EXERCISE AIM: Copy the rows below word for word. Begin at the line containing "Emit one marker per instance in this form: [(231, 36)]." and stop after the line containing "[(597, 63)]", including both of those lines.

EXERCISE MATERIAL:
━━━━━━━━━━━━━━━━
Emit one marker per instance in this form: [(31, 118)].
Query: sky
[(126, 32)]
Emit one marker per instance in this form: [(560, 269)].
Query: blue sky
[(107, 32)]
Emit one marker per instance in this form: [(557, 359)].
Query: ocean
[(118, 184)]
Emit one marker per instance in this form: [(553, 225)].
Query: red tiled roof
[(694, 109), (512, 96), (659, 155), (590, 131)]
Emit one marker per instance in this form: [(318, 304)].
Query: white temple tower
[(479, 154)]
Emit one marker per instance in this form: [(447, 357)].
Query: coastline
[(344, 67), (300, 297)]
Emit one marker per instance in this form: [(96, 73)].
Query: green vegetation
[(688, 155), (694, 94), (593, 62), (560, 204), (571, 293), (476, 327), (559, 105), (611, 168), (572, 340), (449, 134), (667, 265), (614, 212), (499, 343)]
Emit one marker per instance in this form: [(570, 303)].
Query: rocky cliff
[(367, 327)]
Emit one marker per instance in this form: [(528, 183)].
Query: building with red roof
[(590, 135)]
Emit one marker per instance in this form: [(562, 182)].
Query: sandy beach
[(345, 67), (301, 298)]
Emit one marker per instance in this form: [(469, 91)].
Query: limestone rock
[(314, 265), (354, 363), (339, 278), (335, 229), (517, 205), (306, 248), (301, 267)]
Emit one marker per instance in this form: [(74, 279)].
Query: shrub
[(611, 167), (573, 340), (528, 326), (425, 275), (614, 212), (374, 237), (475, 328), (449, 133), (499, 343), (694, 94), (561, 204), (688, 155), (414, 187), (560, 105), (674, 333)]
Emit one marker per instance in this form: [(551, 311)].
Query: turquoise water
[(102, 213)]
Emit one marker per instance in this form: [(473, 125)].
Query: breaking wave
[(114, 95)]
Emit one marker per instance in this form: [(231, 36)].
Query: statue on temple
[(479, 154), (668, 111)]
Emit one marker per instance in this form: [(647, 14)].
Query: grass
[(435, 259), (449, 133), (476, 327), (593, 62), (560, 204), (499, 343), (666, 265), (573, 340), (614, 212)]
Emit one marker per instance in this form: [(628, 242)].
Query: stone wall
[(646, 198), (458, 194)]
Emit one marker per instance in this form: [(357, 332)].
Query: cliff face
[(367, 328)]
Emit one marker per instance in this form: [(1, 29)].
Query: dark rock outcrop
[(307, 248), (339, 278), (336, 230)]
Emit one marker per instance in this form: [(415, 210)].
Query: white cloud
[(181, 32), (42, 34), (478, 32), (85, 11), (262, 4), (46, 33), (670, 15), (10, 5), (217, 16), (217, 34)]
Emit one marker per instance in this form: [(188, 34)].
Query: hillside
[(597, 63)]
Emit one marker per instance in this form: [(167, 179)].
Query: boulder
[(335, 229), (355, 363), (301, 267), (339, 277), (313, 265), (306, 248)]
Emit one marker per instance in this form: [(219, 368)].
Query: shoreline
━━━━━━━━━━━━━━━━
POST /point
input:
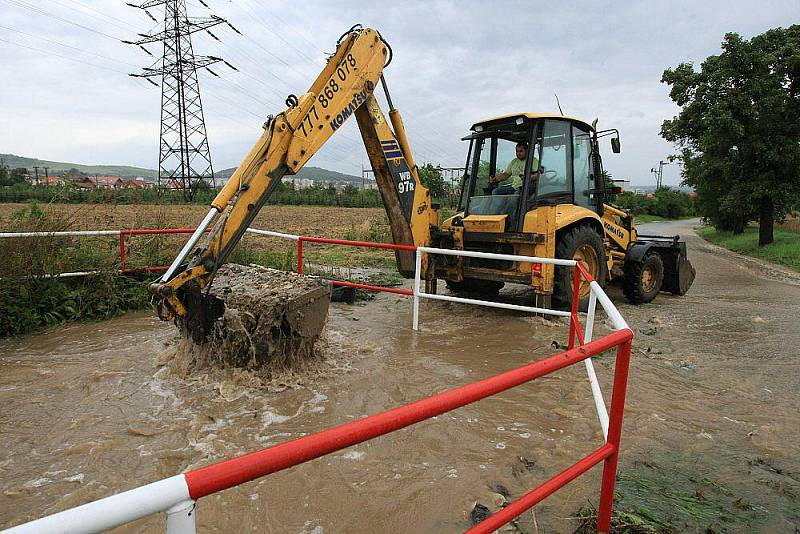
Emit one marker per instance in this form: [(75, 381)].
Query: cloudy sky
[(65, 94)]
━━━━━━━━━━━━━━━━
EXERCISE SOLUTION:
Emit one marker per instance in this form: [(231, 36)].
Query: statue on temple
[(479, 154), (668, 111)]
Emit one marker per instance in this form: [(647, 14)].
Query: grass
[(435, 259), (449, 133), (476, 327), (593, 62), (560, 204), (499, 343), (666, 265), (573, 340), (614, 212)]
Emit one marker per instance in this form: [(628, 242)].
Query: stone wall
[(646, 198), (458, 194)]
Emit one marker per instance in this form: [(357, 332)].
Query: cliff face
[(367, 328)]
Emit one marker per instance in this form: [(1, 29)].
Query: dark rock outcrop
[(307, 248), (339, 278), (336, 230)]
Emit one marker per instance in this form: [(415, 210)].
Query: white cloud
[(181, 32), (42, 34), (478, 32), (85, 11), (262, 4), (46, 33), (670, 15), (10, 5), (217, 16), (217, 34)]
Emit one marker per instance in this form: [(188, 34)].
Query: hillside
[(597, 63)]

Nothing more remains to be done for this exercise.